◆ Kaynak metin
************
Cihangir Cumhuriyeti Dizisi Sahici Geldi mi Size?

YAYINLAMA:
Cihangir Cumhuriyeti Dizisi Sahici Geldi mi Size?

Akın Aksu’nun kaleminden çıkan, yönetmen koltuğunda Mustafa Kara’nın oturduğu
“Cihangir Cumhuriyeti” isimli Tabii yapımı dizinin büyük bir bölümünü izledim. İki
bölümünü izleme gereği duymasam da epeyce sıkıldığımı itiraf etmeliyim. Cihangir sanki bir
cumhuriyetmiş de burası öteden beri asalaklar mahallesi olarak lanse edilmesi garibime kaçtı.
Dizinin alt metnine göre, bu mahallenin sakinleri entrikalı, herkesin herkesin arkasından dolap
çevirdiği, sırrın esamesi bile okunmayan, aşağılık kompleksli, sürekli içkiyle kafayı bulan ve
şehvetle, dayıcılık kartıyla kendi kendilerinin hem sırtını sıvazlayıp hem de en adi tokadı
vuran bir yer olarak gösterilmesi tuhaf olmasa gerek.

Açıkçası mahalleye uzak biri olarak hiç de dikkatimi çekmedi. Açık söylemem gerekirse beni
cezbetmedi, çünkü Cihangir’de böyle şeyler olabilir, ancak sadece bundan ibaretmiş algısı
yaratmak yanlış. Değerlerinden yoksun, öylesine yaşayan, ahlaksız bir toplum tezi sunmak
için yapılmış diyebilirsiniz. Ancak senarist yıllarca bu insanlarla, bu semtte iç içe yaşamış. Gizli
veya saklı tabii ki aklının ve maceraperest şuuruyla perdenin eksik taraflarını doldurmuş
olabilir.

Bir gerçek var ki üstüne basmadan geçilemeyecek: Cihangir dediğimiz tayfanın ülkenin
kültürel hafızasını inşa ettiği gerçeği. Peki sormazlar mı; bu insanlar hiç senaryo yazmazlar
mı? Sadece abuk sabuk yönetmen buluşmaları mı olur, ya da kocasından azar işiten entel
kadının kaçması mı? Demek ki senarist günün sonunda, bu çevrede yaşayan insanların
sorunlu ve hastalıklı olduğunu demeye getiriyor. Nedim karakteri en bilgiçleri olarak sunulmuş.
Birileri şu karakter şu ünlü isim, şu şudur diyecektir. Ancak bunları yapmak saçmalamaktan
öteye varamaz.

Ortada on bölümlük, sanat yapmak adına sıkıcı olmayı tercih etmiş ya da senaristin bakışıyla
bakarsak eğer, sanat filmi demek konuşmamak demektir demeye getiren bir izlenim edinmiş
diyelim. Oysa dünya sinemasında diyalogla ilerleyen muhteşem başyapıtlar var. Akın Aksu,
sinemayı sadece görsel ve işitsel olarak kodlamış. Oysa sinema bir bakımıyla ruh işidir,
duygu, manevi hazdır da. Günümüzde felsefeyi sinema diliyle yapmak, belki de en başarılı,
geçirgen ve rahat yol budur diyebiliriz.
************
◆ Görev 1
Girdilerde "Target: black garage door" ifadesini içeren satırdan girdilerin sonuna kadar uzanan bölümü, iki uç da dahil olmak üzere, harfi harfine yeniden yaz.
Kaynak metin ile girdiler birbirinden bağımsız malzemelerdir.

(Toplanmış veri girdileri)
************
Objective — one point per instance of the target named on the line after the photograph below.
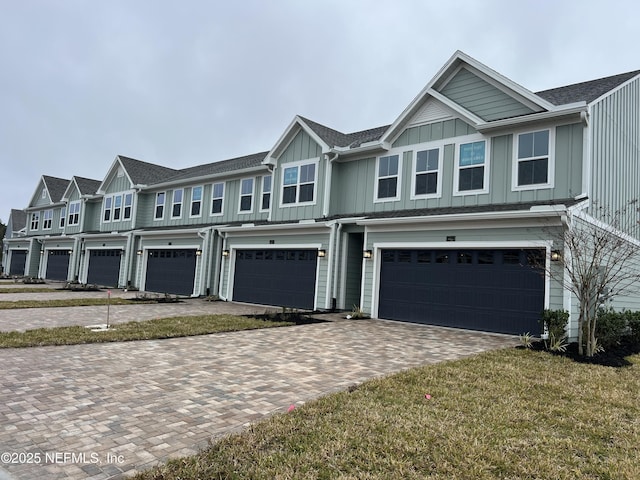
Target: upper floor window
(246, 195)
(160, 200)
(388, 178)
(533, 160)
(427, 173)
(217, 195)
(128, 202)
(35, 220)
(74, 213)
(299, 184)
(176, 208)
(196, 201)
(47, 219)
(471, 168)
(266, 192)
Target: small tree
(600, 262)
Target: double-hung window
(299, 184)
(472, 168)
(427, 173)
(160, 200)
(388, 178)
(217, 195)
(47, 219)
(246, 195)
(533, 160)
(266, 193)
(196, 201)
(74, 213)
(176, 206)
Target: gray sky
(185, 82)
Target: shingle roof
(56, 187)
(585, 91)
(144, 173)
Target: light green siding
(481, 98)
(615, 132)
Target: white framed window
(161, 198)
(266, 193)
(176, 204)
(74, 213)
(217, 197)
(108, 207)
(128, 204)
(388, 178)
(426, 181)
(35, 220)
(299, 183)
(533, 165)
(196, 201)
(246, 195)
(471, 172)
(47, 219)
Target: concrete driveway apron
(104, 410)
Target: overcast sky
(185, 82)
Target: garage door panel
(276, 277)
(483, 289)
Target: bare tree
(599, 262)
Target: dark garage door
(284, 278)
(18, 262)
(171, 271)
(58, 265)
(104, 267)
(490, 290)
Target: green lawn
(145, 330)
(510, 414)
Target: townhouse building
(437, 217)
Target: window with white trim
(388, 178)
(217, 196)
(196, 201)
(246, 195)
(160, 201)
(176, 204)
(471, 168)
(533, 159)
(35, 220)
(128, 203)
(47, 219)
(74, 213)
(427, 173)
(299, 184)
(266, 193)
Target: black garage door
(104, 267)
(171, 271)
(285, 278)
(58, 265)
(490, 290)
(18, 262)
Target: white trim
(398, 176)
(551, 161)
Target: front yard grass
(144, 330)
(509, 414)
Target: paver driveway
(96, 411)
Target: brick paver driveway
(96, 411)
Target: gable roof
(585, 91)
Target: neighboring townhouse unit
************
◆ Görev 2
Kaynak metne göre "Cihangir Cumhuriyeti" dizisinin yönetmen koltuğunda kim oturuyor?

◆ Doğru yanıt 1
Target: black garage door
(104, 267)
(171, 271)
(285, 278)
(58, 265)
(490, 290)
(18, 262)
Target: white trim
(398, 176)
(551, 161)
Target: front yard grass
(144, 330)
(509, 414)
Target: paver driveway
(96, 411)
Target: brick paver driveway
(96, 411)
Target: gable roof
(585, 91)
Target: neighboring townhouse unit

◆ Doğru yanıt 2
Mustafa Kara.